▶ [Your goal] Reproduce all of the items below, replacing every occurrence of "evaluation set" with "validation split" and leaving everything else untouched.

Stored items from a collection:
☆ ☆ ☆ ☆ ☆

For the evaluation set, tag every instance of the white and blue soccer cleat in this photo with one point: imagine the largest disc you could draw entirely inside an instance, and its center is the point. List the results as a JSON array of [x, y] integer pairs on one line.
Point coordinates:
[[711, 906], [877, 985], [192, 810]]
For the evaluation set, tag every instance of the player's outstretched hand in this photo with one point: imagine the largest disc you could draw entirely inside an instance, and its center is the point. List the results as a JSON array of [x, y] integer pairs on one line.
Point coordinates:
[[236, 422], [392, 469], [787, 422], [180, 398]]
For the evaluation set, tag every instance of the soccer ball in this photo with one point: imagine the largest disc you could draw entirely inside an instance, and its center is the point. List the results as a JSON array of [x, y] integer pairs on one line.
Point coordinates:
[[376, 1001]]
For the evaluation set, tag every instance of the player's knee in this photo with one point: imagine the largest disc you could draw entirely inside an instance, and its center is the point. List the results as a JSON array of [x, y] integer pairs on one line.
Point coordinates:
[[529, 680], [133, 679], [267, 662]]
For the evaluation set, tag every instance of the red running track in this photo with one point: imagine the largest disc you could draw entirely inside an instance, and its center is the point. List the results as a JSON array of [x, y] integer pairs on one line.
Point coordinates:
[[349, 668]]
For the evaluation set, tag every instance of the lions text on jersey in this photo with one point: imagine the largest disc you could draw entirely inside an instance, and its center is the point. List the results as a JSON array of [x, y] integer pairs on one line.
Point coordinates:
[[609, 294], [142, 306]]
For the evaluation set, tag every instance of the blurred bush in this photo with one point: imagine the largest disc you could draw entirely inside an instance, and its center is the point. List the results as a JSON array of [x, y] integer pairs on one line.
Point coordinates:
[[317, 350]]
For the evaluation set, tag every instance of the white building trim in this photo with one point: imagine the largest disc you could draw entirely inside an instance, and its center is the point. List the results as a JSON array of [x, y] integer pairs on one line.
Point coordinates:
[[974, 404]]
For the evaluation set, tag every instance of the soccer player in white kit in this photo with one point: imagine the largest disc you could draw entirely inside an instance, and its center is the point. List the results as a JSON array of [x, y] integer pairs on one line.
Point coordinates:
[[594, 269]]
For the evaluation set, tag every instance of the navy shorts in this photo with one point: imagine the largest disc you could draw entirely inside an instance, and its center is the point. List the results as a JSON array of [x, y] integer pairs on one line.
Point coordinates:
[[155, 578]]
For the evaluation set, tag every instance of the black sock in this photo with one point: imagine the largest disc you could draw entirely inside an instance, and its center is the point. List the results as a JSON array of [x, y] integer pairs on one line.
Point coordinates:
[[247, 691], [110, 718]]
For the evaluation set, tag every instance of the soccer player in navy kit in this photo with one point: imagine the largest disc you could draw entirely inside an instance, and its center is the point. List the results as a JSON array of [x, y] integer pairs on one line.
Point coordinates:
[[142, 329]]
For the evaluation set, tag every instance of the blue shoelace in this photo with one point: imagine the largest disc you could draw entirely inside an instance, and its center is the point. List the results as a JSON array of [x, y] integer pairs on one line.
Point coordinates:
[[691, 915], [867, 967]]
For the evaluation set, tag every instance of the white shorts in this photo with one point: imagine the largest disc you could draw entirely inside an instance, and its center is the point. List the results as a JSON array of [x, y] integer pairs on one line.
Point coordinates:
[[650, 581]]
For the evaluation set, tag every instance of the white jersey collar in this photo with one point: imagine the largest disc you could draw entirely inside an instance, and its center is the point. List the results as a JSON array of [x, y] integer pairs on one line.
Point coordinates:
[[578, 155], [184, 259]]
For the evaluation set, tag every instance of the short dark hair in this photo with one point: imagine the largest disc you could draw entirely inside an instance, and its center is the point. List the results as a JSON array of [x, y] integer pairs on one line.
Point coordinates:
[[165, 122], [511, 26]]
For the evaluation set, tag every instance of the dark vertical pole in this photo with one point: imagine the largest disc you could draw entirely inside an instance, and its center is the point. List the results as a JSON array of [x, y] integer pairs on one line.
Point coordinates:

☆ ☆ ☆ ☆ ☆

▶ [The output]
For the validation split, tag every instance of the white and blue soccer cleat in this photo with one point: imagine the largest disc you could draw entirely inside an instance, and its center is the point. List the results as a JSON array of [x, y] integer pairs on one line.
Point coordinates:
[[711, 906], [877, 985], [192, 810]]
For the validation split, tag every instance of the player's outstretched hand in this photo with one point: imagine the largest disc you could draw entirely inside an instance, and its center is the point. List the results as a JSON array of [x, y] integer pairs on one line.
Point coordinates:
[[236, 422], [392, 469], [787, 422], [180, 398]]
For the validation split, tag every instance of the soccer ball in this photo with one point: imagine the largest disc you could draw entirely inside an instance, and its center is the point. List the results as a JSON array of [x, y] integer pairs on one line.
Point coordinates:
[[376, 1001]]
For the validation split, tag every instance of the player's knee in this photo with one point: imagine the largest disc you could draw entirely inside an instance, and its center is the point. List the results as a JSON array of [x, y] integer pairs on one line.
Point coordinates:
[[529, 680], [133, 679], [267, 662]]
For the validation split, tag every instance of the red running track in this photo with one point: imagine the largest disc you could draw entirely inside an instance, and its center is the point. List the results as a JSON array of [x, y] integer pairs on one line.
Point coordinates:
[[349, 668]]
For the validation split, tag every instance of the lions text on jersey in this photo with one point: imagine the largest disc you could draw entirely inside an instance, and its center is the point. List the results as a JSON array of [x, y] integer pairs on one line.
Point coordinates:
[[609, 294], [142, 306]]
For the validation split, tag every instance of the blurred bush in this photo with one point: imagine the largest disc you could draw entirely inside an instance, and its center is the point. List the results as a JSON array of [x, y] integer pairs on one line.
Point coordinates:
[[317, 350]]
For the validation split, tag every instance of the white building trim in this photo with one point: imagine the largest disc you could draw entirely inside an instance, and its center is the point. List the results as a JSON array of [x, y] integer pairs on one line.
Point coordinates:
[[974, 404]]
For the validation split, tag every instance of the soccer player in white kit in this photo with one point: imagine the largest disc you could draw entirely inside an instance, and its center is the point. List the results as a JSON array of [x, y] integer pairs on one line.
Point coordinates:
[[594, 269]]
For the validation split, tag every instance of the navy shorts in this photo with one point: imagine the largest disc you could draw entirely inside an instance, and its center is the point. List the results as a JSON array of [x, y] integer pairs on one line.
Point coordinates:
[[155, 578]]
For the validation split, tag every instance of the black sock in this photo with one point: imagine the largest disc you could draw entirely inside an instance, and its center is the point. List the results as a JSON array of [x, y] integer pairs on one line.
Point coordinates:
[[247, 691], [110, 718]]
For the validation split, tag every instance of the soccer player in navy kit in this photo with one point: imagine the largest disc you could draw entirely inside an instance, and its center is the point. List the results as a JSON array of [x, y] integer pairs on one line.
Point coordinates:
[[142, 329]]
For the validation split, tag every instance of the blue shoelace in this photo with one point: imagine the largest disc you could draw entirely inside an instance, and its center is the point. List the results as a JSON array of [x, y] integer pairs on one line.
Point coordinates:
[[691, 915], [867, 967]]
For the validation split, tag every instance of the white shorts in this photo with one point: imagine the largest disc you could draw entirely inside an instance, and its center is the point. List the results as a JSON array of [x, y] integer pairs on one line.
Point coordinates:
[[650, 581]]
For the validation split, tag every instance of the white jersey collar in this photo with one point: imagine the largest disc you could draw entirely inside an instance, and its center is the point. List the results as a JSON array of [x, y] integer pairs on one line.
Point coordinates:
[[578, 155], [184, 259]]
For the validation split, tag every instance of the short dark hair in this photo with one point: imagine the largest disc you could draw entirely inside an instance, and its center is the point. List the results as a JSON array of [x, y] integer pairs on one line.
Point coordinates:
[[165, 122], [511, 26]]
For the validation split, tag every instance of the dark vertical pole in this photo with one point: imagine the largest disc you could draw entirely inside an instance, and its center is the point. List the results as a JSON array of [x, y] integer pairs on one line.
Point coordinates:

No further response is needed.